TASK DESCRIPTION:
Select every line in the data below that contains the string "tree", and copy each one. Match the case exactly.

+++++

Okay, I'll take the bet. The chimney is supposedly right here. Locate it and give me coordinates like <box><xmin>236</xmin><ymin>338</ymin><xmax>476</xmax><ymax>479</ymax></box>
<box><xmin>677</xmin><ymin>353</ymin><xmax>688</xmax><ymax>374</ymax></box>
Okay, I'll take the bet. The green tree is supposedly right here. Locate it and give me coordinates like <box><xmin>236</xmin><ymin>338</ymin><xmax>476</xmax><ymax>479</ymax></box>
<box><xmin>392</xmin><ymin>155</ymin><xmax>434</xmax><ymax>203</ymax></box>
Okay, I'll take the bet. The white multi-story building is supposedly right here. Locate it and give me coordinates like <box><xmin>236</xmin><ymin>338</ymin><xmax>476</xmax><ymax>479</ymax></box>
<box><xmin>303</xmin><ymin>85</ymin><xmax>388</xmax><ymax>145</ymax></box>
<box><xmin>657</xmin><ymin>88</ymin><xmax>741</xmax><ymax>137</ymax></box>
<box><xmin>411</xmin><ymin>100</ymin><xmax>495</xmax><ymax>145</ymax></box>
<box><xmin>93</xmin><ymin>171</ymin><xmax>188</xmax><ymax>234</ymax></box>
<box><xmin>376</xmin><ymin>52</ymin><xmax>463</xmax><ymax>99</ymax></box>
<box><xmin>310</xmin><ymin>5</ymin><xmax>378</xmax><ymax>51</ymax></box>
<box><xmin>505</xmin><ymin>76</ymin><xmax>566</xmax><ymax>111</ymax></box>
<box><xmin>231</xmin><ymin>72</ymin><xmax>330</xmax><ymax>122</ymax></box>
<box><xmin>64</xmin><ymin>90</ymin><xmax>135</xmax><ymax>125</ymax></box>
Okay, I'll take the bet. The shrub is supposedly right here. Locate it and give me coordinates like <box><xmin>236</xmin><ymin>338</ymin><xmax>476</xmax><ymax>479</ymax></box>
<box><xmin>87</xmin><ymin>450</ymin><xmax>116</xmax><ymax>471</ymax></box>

+++++

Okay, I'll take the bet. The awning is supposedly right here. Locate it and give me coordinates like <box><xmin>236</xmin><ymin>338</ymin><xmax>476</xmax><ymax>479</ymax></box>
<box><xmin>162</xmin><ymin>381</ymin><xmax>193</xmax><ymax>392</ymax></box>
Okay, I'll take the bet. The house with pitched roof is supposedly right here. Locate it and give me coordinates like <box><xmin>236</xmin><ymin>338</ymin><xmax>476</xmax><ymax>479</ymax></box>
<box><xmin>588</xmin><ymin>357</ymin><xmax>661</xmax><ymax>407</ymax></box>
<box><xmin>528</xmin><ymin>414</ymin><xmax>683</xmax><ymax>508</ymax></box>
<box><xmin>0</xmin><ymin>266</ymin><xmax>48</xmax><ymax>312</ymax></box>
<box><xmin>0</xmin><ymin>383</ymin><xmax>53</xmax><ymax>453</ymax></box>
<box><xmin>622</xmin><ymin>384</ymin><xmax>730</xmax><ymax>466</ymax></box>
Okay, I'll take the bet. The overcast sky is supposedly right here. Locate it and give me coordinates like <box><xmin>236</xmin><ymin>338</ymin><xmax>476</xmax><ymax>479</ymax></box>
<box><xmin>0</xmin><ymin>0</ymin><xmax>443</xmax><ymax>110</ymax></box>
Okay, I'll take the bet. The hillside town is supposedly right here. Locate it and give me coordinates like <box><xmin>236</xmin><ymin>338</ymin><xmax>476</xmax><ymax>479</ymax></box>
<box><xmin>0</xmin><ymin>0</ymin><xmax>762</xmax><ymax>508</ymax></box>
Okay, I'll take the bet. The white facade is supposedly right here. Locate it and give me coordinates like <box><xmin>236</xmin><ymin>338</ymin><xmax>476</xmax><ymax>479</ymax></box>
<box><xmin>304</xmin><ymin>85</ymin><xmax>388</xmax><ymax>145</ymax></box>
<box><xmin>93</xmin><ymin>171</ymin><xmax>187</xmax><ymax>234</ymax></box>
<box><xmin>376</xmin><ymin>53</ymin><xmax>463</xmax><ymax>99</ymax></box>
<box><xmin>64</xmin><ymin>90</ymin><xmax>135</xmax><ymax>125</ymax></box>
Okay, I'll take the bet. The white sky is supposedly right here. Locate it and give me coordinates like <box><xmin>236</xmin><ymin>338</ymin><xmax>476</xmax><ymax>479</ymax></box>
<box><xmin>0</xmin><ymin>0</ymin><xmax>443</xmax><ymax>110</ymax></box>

+++++

FINISHED EXERCISE:
Okay, I'll take the bet. The green tree is supposedly right here. Locate it and give me coordinates like <box><xmin>236</xmin><ymin>338</ymin><xmax>476</xmax><ymax>479</ymax></box>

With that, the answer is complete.